■ What to do ■
Please print every row below, character for character, with nothing changed.

■ Source records ■
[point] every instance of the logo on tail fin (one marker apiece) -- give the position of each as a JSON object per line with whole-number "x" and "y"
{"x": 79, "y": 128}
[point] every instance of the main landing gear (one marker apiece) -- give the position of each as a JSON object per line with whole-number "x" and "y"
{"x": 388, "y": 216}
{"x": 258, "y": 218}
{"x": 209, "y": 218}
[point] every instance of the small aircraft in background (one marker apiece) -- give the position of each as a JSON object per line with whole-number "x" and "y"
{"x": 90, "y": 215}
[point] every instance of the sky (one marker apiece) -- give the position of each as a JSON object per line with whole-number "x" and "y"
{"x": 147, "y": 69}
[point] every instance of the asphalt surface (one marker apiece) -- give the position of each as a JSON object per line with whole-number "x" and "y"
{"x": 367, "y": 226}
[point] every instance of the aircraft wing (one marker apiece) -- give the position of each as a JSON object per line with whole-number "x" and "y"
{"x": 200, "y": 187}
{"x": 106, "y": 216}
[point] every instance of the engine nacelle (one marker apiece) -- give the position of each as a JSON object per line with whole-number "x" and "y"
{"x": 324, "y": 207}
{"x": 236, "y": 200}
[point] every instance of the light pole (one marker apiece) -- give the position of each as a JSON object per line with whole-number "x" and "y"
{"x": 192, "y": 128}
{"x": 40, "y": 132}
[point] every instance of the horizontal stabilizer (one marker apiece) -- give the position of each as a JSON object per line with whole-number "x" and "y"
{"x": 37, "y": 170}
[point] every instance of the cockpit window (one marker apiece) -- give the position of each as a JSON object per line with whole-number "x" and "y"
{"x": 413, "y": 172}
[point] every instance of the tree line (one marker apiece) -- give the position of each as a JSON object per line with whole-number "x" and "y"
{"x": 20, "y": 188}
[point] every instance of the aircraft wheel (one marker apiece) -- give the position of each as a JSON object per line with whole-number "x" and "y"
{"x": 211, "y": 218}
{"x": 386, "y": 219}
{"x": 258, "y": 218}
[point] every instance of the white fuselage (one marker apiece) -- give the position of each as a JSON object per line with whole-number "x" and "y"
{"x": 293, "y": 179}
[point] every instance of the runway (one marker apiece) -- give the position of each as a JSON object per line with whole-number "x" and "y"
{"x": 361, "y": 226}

■ Answer to the problem ■
[point] every instance of the logo on tail fin (one marker apiece) -- give the position of each as a JSON object per line with whole-number "x" and "y"
{"x": 79, "y": 128}
[point] every instance of the main landing gear (one marker apiece) -- give the position of each as a JSON object per line with whole-number "x" and "y"
{"x": 388, "y": 216}
{"x": 258, "y": 218}
{"x": 209, "y": 218}
[point] every instance of the small aircraft in background (one marker apiece) -- give the position of each as a JSON object per line with whole-number "x" and "y"
{"x": 90, "y": 215}
[point] every instance of the sky (one marker apiece) -- give the position of each as a JSON object per line with whole-number "x" and "y"
{"x": 147, "y": 69}
[point] every instance of the asphalt surface (one marker apiece) -- give the position of each as a JSON object per line with whole-number "x" and "y"
{"x": 367, "y": 226}
[point] every instance of the aircraft wing (one marker apiece) -- give the position of each as a JSON object per line with whole-number "x" and "y"
{"x": 200, "y": 187}
{"x": 106, "y": 216}
[point] every instance of the engine nacelle (one marker apiece) -- give the position of each as a JSON object per line with whole-number "x" and "y"
{"x": 324, "y": 207}
{"x": 236, "y": 200}
[point] every instance of the light pole (one marker apiece) -- give the position of each as a JSON object per line with whole-number "x" and "y"
{"x": 192, "y": 128}
{"x": 40, "y": 132}
[point] every instance of the horizontal stabilizer (one marker apiece) -- give the position of each as a JSON object per line with whole-number "x" and "y"
{"x": 37, "y": 170}
[point] every instance of the cockpit window (one marker apiece) -- give the position of each as a JSON object per line with whole-number "x" and "y"
{"x": 413, "y": 172}
[point] every instance of the tree line (one marker apiece) -- give the position of each as a JSON object per line with whole-number "x" and "y"
{"x": 20, "y": 188}
[point] every instance of the aircraft wheel (one marker apiece) -- give the position of each as a JSON object per line with whole-number "x" and "y"
{"x": 211, "y": 218}
{"x": 386, "y": 219}
{"x": 258, "y": 218}
[point] every instance of the white fuselage (one marker apiece) -- give the position of each as a JSON object per line with whole-number "x" and "y"
{"x": 293, "y": 179}
[point] every instance of the runway (one marker apiece) -- give the position of each as a JSON object per line with whole-number "x" and "y"
{"x": 361, "y": 226}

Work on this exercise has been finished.